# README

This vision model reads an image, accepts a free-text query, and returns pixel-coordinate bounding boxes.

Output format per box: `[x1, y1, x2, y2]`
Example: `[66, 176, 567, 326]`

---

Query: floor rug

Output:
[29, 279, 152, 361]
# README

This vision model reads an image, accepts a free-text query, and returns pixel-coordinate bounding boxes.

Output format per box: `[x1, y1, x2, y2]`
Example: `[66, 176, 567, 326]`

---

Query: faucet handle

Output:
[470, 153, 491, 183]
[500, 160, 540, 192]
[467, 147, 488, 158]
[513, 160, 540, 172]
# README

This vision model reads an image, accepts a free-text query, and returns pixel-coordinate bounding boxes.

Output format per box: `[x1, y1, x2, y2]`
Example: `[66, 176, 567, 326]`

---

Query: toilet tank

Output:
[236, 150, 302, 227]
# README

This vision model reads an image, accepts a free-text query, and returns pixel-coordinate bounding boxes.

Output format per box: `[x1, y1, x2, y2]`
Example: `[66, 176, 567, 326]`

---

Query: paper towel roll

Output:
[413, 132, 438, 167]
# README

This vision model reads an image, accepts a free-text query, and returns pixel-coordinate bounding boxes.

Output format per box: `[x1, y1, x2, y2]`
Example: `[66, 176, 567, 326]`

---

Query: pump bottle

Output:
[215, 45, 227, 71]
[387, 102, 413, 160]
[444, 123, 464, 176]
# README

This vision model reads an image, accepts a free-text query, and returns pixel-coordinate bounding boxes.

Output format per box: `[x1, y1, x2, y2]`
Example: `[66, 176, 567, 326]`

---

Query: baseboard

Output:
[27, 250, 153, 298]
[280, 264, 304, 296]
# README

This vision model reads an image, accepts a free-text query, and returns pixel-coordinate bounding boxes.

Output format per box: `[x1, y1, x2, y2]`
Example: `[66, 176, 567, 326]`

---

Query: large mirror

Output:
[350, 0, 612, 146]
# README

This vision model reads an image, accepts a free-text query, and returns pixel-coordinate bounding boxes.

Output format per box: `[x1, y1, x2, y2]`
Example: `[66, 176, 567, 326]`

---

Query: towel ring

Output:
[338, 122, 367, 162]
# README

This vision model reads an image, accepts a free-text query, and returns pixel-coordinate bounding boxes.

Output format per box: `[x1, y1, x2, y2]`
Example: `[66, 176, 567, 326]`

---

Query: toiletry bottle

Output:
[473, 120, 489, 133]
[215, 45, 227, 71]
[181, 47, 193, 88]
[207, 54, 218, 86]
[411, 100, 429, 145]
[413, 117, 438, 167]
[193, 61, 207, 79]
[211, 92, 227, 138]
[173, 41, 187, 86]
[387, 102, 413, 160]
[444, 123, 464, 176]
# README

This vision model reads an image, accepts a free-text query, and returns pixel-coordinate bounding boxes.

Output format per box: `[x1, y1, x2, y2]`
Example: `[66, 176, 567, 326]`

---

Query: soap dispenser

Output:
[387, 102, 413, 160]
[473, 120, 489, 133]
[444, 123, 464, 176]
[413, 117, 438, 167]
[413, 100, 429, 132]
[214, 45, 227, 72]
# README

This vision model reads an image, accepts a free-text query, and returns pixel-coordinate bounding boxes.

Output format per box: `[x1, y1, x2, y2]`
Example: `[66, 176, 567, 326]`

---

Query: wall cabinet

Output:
**********
— Directions for this task —
Change every instance of "free-text" in these lines to "plain-text", and leave everything else as it is.

— Worked solution —
# README

This vision model reads an image, accepts a plain-text query, and returns pixel-coordinate bounding boxes.

Output format per box: `[x1, y1, x2, y2]`
Example: `[66, 176, 567, 326]`

---

Query: floor rug

Output:
[29, 279, 152, 361]
# README

This vision model reads an image, accepts a plain-text query, and returns pixel-coordinate bounding boxes.

Output format per box: `[x1, y1, x2, y2]`
Example: `[66, 176, 567, 326]`

---

Query: faucet handle

Output:
[470, 153, 491, 183]
[500, 160, 540, 192]
[467, 147, 488, 158]
[513, 160, 540, 172]
# README

This vision model reads an image, accepts a plain-text query, and returns pixel-coordinate bounding boxes.

Output format per box: `[x1, y1, x2, y2]`
Example: `[66, 176, 567, 326]`

---

Query: toilet tank

Output:
[236, 150, 302, 227]
# README

This vision model reads an image, accepts a plain-text query, and returns pixel-coordinate bounding boxes.

Output format per box: `[x1, y1, x2, y2]`
Example: `[66, 176, 567, 326]`

---

Query: paper towel roll

Output:
[413, 132, 438, 167]
# README

This vision model reads an image, accepts a plain-text query, and returns pixel-coordinate bounding boxes.

Output format per box: `[x1, y1, x2, y2]`
Example: `[66, 176, 567, 326]`

---

Query: pump bottle

Output:
[215, 45, 227, 71]
[387, 102, 413, 160]
[444, 123, 464, 176]
# README

This vision model reads an image, accepts a plain-text query, and returns pixel-coordinate bounding boxes.

Output format per box: `[x1, y1, x2, y2]`
Example: `[66, 176, 567, 326]`

---

Query: baseboard

Output:
[27, 250, 153, 298]
[280, 264, 304, 296]
# README

This vision model reads an image, accepts a plain-text query, and returns pixel-coordinate bounding boxes.

Output format per box: `[x1, y1, x2, y2]`
Example: `[66, 176, 567, 326]`

---

Query: large mirror

Output:
[350, 0, 612, 146]
# README

This vision model reads an image, accepts a plain-text query, and returns pixel-coordinate bounding boxes.

Output format per box: `[x1, y1, x2, y2]`
Example: `[66, 176, 567, 326]`

---

Query: towel ring

Output:
[338, 122, 367, 162]
# README

This vision model reads an image, accepts a plain-text query, and returns pixel-coordinate bounding boxes.

Output format per box: `[x1, y1, x2, y2]`
Example: `[66, 176, 567, 326]`

---

Query: toiletry bottle

Output:
[473, 120, 489, 133]
[215, 45, 227, 71]
[181, 47, 193, 88]
[207, 54, 218, 86]
[411, 100, 429, 145]
[413, 117, 438, 167]
[193, 61, 207, 79]
[211, 92, 227, 138]
[173, 41, 187, 86]
[387, 102, 413, 160]
[444, 123, 464, 176]
# README

This vision model reads an image, accepts a plain-text query, and returns pixel-coordinate bounding boxes.

Output format per box: `[x1, y1, x2, y2]`
Example: `[66, 176, 567, 326]`

---

Query: soap dispenser

Output:
[387, 102, 413, 160]
[473, 120, 489, 133]
[444, 123, 464, 176]
[413, 117, 438, 167]
[413, 100, 429, 132]
[214, 45, 227, 72]
# README

This vision model reads an image, accepts a plain-text query, and returns pixel-coordinate bounding boxes.

Output format per box: `[x1, y1, x2, y2]`
Example: `[66, 176, 567, 326]`

---

Query: wall cabinet

Output:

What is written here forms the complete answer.